▶ **WHAT THIS TASK INVOLVES**
The required answer is every line of the data containing the word "seed".

EXTRACTED ENTRIES Start Marker

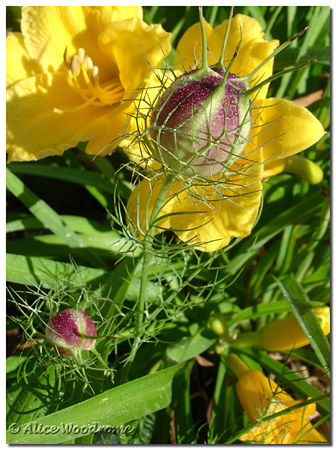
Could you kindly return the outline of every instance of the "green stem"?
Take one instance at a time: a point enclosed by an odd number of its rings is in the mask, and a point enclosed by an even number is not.
[[[234,6],[231,6],[230,16],[229,16],[229,19],[228,19],[228,22],[227,22],[227,25],[226,25],[225,34],[224,34],[221,55],[220,55],[220,58],[219,58],[219,61],[218,61],[218,64],[220,65],[220,67],[223,69],[224,72],[225,72],[225,68],[226,68],[226,64],[225,64],[225,49],[226,49],[227,40],[229,38],[229,32],[230,32],[231,22],[232,22],[232,17],[233,17],[233,9],[234,9]]]
[[[155,223],[157,222],[159,213],[162,208],[162,204],[167,195],[168,189],[173,181],[174,176],[168,175],[165,182],[162,185],[160,193],[156,199],[151,218],[150,224],[148,227],[148,231],[144,238],[144,253],[143,253],[143,265],[142,265],[142,276],[141,276],[141,285],[140,285],[140,298],[139,298],[139,306],[138,306],[138,317],[136,323],[136,335],[140,336],[142,334],[142,324],[143,324],[143,315],[144,315],[144,305],[146,298],[146,289],[147,289],[147,280],[148,280],[148,262],[150,259],[150,250],[151,241],[154,237],[155,233]]]
[[[201,33],[202,33],[202,70],[206,71],[208,69],[208,44],[207,44],[207,36],[204,25],[203,18],[203,10],[202,6],[199,6],[199,19],[201,24]]]
[[[230,341],[230,345],[235,348],[260,346],[259,332],[242,333],[237,339]]]
[[[141,284],[140,284],[140,293],[139,293],[139,303],[138,303],[138,315],[137,315],[137,321],[136,321],[136,327],[135,327],[135,338],[132,344],[132,348],[130,351],[130,356],[127,361],[127,365],[125,367],[125,372],[123,374],[123,383],[127,381],[129,370],[131,368],[132,362],[135,358],[135,355],[138,351],[138,348],[141,345],[142,342],[142,335],[144,332],[143,322],[144,322],[144,312],[145,312],[145,302],[146,302],[146,290],[147,290],[147,282],[148,282],[148,269],[149,269],[149,260],[150,260],[150,249],[152,246],[152,240],[155,234],[155,224],[157,222],[157,219],[159,217],[159,213],[162,209],[163,202],[166,198],[168,189],[171,185],[171,183],[174,180],[174,175],[169,174],[166,177],[166,180],[164,181],[160,193],[156,199],[151,217],[150,217],[150,223],[148,226],[147,233],[144,237],[143,242],[143,264],[142,264],[142,271],[141,271]]]

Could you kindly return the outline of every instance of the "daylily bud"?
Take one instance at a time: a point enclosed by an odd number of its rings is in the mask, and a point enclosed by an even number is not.
[[[82,350],[92,350],[96,336],[95,324],[90,317],[78,309],[65,309],[56,314],[46,326],[47,341],[54,345],[61,354],[70,355]]]
[[[247,81],[219,68],[175,80],[154,107],[154,155],[185,175],[211,177],[239,156],[251,130]]]
[[[323,306],[314,308],[325,335],[330,333],[330,308]],[[259,343],[268,351],[283,351],[300,348],[309,344],[300,324],[293,314],[284,319],[275,320],[259,330]]]
[[[284,172],[298,175],[310,184],[318,184],[323,180],[321,167],[303,156],[292,155],[286,158],[284,162]]]

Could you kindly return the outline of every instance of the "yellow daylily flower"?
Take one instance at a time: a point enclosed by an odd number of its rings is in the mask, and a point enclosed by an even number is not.
[[[239,440],[257,444],[327,443],[307,419],[315,413],[315,403],[267,420],[268,416],[298,405],[300,401],[294,400],[259,370],[249,370],[235,355],[229,355],[226,361],[238,377],[236,392],[239,401],[250,422],[257,423],[255,428]]]
[[[212,29],[205,23],[209,65],[218,61],[227,24],[226,20]],[[257,68],[279,42],[266,41],[263,36],[255,19],[241,14],[232,19],[225,60],[230,63],[241,40],[230,72],[244,77],[256,71],[250,88],[272,75],[272,58]],[[201,26],[195,24],[177,46],[174,70],[189,71],[200,65],[201,42]],[[227,246],[233,237],[243,238],[251,233],[260,207],[262,181],[283,171],[288,157],[313,145],[324,134],[321,123],[307,109],[285,99],[267,99],[267,89],[265,84],[251,96],[249,140],[241,159],[230,167],[231,175],[225,183],[219,175],[212,176],[209,182],[179,177],[166,195],[159,215],[163,218],[157,221],[156,233],[170,228],[182,241],[189,241],[206,252]],[[294,171],[293,162],[291,170]],[[165,175],[144,178],[129,199],[129,217],[140,228],[140,234],[146,233],[164,180]],[[314,180],[319,182],[320,175]]]
[[[31,6],[7,36],[8,161],[61,155],[80,141],[111,154],[126,113],[170,52],[140,6]]]

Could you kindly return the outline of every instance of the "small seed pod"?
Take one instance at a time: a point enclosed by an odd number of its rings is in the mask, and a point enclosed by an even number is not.
[[[65,309],[48,322],[45,336],[59,353],[70,355],[82,350],[92,350],[95,340],[89,339],[88,336],[97,336],[97,330],[84,311]]]

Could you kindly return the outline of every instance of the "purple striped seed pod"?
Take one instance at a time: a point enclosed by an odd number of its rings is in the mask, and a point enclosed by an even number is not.
[[[65,309],[56,314],[46,326],[47,341],[63,355],[70,355],[82,350],[92,350],[97,336],[95,324],[90,317],[78,309]]]

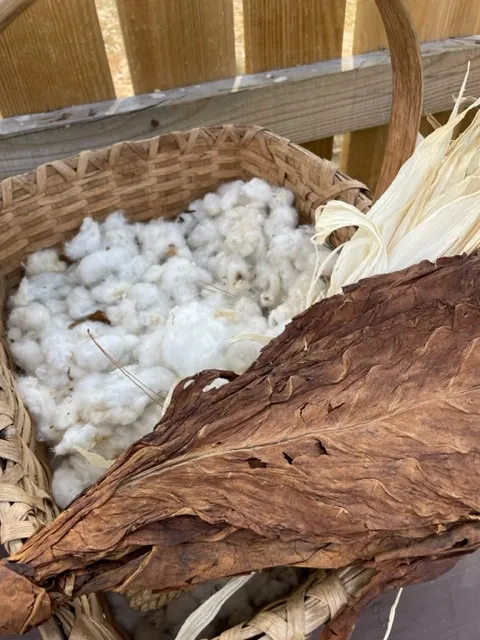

EXTRACTED ENTRIES End Marker

▶ **OUTPUT BELOW**
Could you kindly return the outline of every instance of the "small seed pod"?
Could you kindly return the outline of every instance of the "purple striped seed pod"?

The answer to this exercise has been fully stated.